◆ Brano di lettura
++++++++++
In difetto di una scelta fondamentale, che deve essere di natura etico-politica-culturale, gli sforzi sono condannati a disperdersi, a contraddirsi.
Non crediamo si debbano privilegiare i risultati economici nel valutare lo sviluppo della qualità della
vita. Non ci accontentiamo perciò di un’economia sospinta e bilanciata secondo le risorse materiali, compatibile con la pura logica del profitto.
Siamo certi che “sviluppo sostenibile- sia quello che non contraddice lo sviluppo sociale, nella giustizia nel rispetto della realtà geografica e culturale e secondo equità. La nostra volontà sorretta dalla morale cristiana, non può non indirizzarsi verso questo difficile ma concreto obiettivo, il quale ha, per l’appunto, valenza ecumenica.
Concordo, quindi, con quanti affermano che dovrebbe attrarre di più la nostra attenzione l’impatto potenziale e reale dell’etica e dei valori sociali sui processi decisionali, che non l’impatto che la nostra civiltà ha sul mondo esterno.
++++++++++
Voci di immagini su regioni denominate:
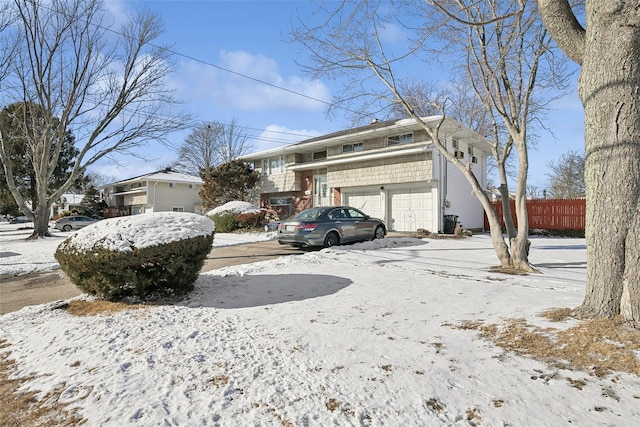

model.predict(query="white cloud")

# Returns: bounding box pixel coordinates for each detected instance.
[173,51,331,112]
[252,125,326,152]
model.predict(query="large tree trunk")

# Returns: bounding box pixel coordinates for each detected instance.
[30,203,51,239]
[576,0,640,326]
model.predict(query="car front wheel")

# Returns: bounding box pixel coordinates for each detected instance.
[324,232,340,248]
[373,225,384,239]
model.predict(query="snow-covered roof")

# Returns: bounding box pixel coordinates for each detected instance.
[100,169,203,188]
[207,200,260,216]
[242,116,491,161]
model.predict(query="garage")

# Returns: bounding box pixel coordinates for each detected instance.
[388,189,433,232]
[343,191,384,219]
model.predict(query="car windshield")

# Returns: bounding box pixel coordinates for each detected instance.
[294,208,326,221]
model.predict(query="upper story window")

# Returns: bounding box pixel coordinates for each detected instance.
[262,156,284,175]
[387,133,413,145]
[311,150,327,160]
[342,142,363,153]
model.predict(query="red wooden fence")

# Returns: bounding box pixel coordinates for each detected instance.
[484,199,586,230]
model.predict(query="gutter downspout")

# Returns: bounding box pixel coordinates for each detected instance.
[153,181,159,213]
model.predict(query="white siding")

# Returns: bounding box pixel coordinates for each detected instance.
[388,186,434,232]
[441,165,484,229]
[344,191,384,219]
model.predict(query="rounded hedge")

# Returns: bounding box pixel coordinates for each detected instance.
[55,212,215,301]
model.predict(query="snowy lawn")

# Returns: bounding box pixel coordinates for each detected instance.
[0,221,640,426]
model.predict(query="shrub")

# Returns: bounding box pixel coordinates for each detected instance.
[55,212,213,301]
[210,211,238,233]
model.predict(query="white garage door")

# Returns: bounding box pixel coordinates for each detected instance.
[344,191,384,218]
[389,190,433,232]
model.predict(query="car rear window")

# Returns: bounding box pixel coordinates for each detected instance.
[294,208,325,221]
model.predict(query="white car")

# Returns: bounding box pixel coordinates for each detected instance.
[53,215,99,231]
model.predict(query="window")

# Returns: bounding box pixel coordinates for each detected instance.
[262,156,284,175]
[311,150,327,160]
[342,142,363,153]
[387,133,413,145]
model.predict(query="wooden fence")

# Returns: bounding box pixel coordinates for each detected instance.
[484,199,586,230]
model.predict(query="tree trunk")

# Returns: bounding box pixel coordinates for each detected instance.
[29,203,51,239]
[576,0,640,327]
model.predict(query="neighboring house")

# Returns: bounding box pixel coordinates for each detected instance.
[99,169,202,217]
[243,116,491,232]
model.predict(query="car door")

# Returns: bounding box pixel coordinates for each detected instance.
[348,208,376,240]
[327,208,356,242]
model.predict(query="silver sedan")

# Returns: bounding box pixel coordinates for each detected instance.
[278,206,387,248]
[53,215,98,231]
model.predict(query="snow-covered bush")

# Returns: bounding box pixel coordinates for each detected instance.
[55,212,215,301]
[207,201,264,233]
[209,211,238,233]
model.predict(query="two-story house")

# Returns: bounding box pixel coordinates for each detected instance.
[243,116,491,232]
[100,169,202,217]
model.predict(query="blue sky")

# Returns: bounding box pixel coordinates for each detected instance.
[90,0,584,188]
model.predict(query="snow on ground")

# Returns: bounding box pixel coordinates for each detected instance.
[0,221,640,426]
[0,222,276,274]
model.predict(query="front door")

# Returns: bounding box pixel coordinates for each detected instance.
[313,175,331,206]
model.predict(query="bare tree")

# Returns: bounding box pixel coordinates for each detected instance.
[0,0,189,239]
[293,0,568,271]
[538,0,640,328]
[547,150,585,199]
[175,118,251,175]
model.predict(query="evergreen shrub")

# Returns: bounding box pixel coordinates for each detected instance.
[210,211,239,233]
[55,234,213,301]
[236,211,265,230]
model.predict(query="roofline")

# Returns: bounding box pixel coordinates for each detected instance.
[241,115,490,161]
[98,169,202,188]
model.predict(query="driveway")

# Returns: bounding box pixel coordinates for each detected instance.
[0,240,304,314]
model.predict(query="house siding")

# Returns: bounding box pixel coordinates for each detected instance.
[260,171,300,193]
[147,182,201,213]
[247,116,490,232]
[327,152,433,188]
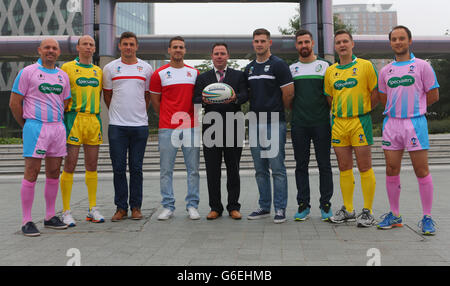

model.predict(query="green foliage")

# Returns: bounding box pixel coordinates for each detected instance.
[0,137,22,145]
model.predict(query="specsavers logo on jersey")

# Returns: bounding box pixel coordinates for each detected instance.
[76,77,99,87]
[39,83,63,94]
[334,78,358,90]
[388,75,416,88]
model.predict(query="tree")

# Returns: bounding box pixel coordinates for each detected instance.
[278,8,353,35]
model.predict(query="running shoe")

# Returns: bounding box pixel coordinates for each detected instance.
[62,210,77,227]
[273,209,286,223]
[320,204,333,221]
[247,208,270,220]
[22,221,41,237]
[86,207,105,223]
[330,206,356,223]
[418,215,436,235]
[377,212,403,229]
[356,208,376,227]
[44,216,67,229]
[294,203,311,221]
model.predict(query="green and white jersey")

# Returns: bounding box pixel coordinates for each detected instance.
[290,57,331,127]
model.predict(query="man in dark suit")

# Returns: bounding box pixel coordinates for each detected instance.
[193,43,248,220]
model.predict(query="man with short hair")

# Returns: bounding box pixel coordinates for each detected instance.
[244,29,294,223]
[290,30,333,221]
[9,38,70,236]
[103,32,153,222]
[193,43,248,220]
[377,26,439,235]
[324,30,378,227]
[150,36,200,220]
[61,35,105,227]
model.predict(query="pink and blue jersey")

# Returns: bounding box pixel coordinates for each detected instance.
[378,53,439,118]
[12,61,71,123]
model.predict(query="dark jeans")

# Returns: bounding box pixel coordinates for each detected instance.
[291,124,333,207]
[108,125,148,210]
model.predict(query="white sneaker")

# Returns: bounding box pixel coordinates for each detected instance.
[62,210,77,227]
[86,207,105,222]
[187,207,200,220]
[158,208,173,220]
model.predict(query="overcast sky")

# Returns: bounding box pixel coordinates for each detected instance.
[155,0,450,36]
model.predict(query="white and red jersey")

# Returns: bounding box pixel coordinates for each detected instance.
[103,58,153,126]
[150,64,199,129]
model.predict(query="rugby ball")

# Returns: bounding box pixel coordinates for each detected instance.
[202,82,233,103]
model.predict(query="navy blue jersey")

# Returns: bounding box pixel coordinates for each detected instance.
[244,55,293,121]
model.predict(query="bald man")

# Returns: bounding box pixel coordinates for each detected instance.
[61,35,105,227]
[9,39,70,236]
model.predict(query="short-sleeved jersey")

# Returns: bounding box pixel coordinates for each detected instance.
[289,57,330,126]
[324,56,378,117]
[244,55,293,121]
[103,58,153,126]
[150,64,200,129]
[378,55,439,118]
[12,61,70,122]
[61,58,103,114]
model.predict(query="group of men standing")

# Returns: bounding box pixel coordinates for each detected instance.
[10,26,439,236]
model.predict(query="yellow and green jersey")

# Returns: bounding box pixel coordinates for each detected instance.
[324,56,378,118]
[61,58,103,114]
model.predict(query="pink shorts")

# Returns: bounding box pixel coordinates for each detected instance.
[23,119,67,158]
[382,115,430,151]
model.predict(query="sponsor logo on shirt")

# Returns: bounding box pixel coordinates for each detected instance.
++++++++++
◆ Obiettivo
Prosegui il brano su etica e sviluppo sostenibile a partire dalla sua ultima frase.

◆ Risposta all'esercizio
Altri asserti a nostro avviso importanti riguardano la necessità di intendere la legge non secondo la deformazione odierna che ne fa minuziosi (e spesso non chiari) “regolamenti comportamentali”, ma come assunto etico dotato di “generalità e astrattezza” indicativo di un contenuto programmatico. in sostanza la vera legge è definizione di un perché non indicazione di “come” e di “quanto”. Sotto questo aspetto potremmo inputare al nostro apparato legislativo, in quanto mediocre filiazione a dei codici napoleonici, di essere più lontano dall’origine romana di quanto non sia l’apparato legislativo germanico, fondato sulla riflessione della filosofia del diritto, e, finalmente, quello britannico, il solo considerabile “romano” in cui neppure la costituzione ha un suo testo privilegiato. Giusto riconoscimento dei valori di tradizione e di libertà che fanno grande la legge.
Un simile modo, o se si preferisce un ritorno al grande modo romano originario, di concepire la legge è essenziale, a mio avviso, per stabilire un contesto etico-filosofico-politico aperto allo studio e all’inserimento delle “mete ultime della società umana …[a] un’interpretazione “teleologica” (finalista) o per “ultimas causas” come usavano dire gli scolastici.
La “comprensione” del problema ambiente viene prima della “soluzione” del problema inquinamento.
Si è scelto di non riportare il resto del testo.